▸ Exercise instructions
The listing is to be duplicated in full, exactly as written.

────────

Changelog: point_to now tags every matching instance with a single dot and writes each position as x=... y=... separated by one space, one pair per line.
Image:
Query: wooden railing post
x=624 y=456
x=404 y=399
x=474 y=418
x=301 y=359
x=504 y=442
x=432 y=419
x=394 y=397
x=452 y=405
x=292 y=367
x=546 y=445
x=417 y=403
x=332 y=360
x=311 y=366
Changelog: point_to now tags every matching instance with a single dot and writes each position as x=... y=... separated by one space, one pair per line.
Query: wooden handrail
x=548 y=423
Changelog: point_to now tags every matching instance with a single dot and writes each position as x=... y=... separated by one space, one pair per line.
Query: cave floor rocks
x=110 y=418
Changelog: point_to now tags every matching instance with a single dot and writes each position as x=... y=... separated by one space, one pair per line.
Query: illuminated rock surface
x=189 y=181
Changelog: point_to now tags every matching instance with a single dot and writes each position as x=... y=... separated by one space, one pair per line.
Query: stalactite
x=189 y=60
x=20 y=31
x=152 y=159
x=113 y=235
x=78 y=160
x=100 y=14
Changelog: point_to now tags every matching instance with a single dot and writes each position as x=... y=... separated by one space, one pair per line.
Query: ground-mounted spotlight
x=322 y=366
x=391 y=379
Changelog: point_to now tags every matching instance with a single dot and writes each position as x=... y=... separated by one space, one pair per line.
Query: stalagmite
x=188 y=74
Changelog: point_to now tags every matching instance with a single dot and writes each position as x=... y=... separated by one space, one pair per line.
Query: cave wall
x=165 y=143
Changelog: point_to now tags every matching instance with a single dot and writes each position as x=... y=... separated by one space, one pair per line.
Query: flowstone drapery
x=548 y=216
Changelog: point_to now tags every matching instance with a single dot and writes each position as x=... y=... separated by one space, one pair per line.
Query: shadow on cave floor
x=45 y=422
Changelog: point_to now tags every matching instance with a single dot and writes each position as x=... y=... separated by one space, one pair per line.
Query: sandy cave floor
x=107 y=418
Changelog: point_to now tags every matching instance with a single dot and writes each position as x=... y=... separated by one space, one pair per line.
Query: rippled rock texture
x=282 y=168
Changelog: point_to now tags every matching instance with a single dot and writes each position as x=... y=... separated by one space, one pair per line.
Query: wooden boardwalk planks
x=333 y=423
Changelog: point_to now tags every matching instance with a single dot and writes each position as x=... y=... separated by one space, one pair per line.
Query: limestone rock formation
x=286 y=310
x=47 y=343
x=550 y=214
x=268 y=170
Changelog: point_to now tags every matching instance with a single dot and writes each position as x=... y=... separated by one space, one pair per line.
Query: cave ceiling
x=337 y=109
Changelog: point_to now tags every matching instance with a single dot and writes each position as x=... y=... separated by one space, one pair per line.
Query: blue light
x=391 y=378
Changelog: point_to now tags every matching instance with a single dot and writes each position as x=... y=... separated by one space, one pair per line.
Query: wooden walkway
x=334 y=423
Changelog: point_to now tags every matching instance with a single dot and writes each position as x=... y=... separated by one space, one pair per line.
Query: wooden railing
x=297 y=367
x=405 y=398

────────

▸ Solution
Changelog: point_to now tags every matching instance with a single dot and writes each position as x=... y=... separated by one space, one pair per line.
Image:
Query: wooden railing post
x=624 y=456
x=404 y=399
x=474 y=418
x=301 y=359
x=504 y=442
x=432 y=419
x=394 y=397
x=452 y=405
x=292 y=367
x=546 y=445
x=417 y=403
x=332 y=360
x=311 y=366
Changelog: point_to now tags every matching instance with a single dot and writes each position as x=... y=... separated by one space, one pair per line.
Query: wooden handrail
x=548 y=423
Changelog: point_to now tags every matching instance with a single dot and writes each position as x=... y=... separated by one space, one pair per line.
Query: cave floor rocks
x=110 y=418
Changelog: point_to now tags every matching instance with a single dot and writes each position as x=... y=... separated by one space, one pair per line.
Query: illuminated rock surface
x=189 y=181
Changelog: point_to now tags every matching instance with a single dot and writes each position as x=... y=... separated by one space, one pair per line.
Query: stalactite
x=189 y=60
x=20 y=31
x=152 y=159
x=113 y=235
x=78 y=160
x=100 y=14
Changelog: point_to now tags every matching instance with a single dot and writes each position as x=... y=... separated by one space, one pair per line.
Query: ground-mounted spotlight
x=322 y=366
x=391 y=379
Changelog: point_to now tags every matching instance with a single dot and writes each position as x=... y=... separated by one space, one pair per line.
Query: stalagmite
x=188 y=74
Changelog: point_to now tags every matching instance with a single dot and writes each position as x=... y=... separated by one space, one pair per line.
Query: cave wall
x=165 y=143
Changelog: point_to now tags every matching instance with a single dot and writes each position as x=... y=... separated by one space, one pair per line.
Query: flowstone drapery
x=548 y=216
Changelog: point_to now tags every matching instance with a single dot and writes each position as x=... y=... separated by one space, one pair per line.
Query: shadow on cave floor
x=45 y=422
Changelog: point_to now tags every matching instance with a single dot and writes each position as x=... y=... separated by one space, one pair per line.
Query: sandy cave floor
x=107 y=418
Changelog: point_to now tags every matching instance with a single dot and writes each position as x=... y=... separated by one space, one pair per line.
Query: rippled rock texture
x=282 y=168
Changelog: point_to now tags every matching instance with a single dot and writes each position as x=... y=... separated by one space, one pair per line.
Query: wooden boardwalk planks
x=333 y=423
Changelog: point_to now tags every matching instance with a single dot and writes each position as x=... y=... separated by one space, one pair per line.
Query: limestone rock formation
x=286 y=310
x=47 y=343
x=550 y=214
x=268 y=170
Changelog: point_to now tags every matching instance with a single dot and writes each position as x=... y=... separated by one space, one pair per line.
Query: cave ceiling
x=337 y=109
Changelog: point_to now tags every matching instance with a single dot and writes each position as x=... y=... separated by one space, one pair per line.
Query: blue light
x=391 y=378
Changelog: point_to now tags every matching instance with a single dot and writes each position as x=... y=... separated by one space, one pair per line.
Query: wooden walkway
x=334 y=423
Changelog: point_to now tags every matching instance with a single dot and writes each position as x=... y=... separated by one space, one pair per line.
Query: wooden railing
x=297 y=367
x=405 y=398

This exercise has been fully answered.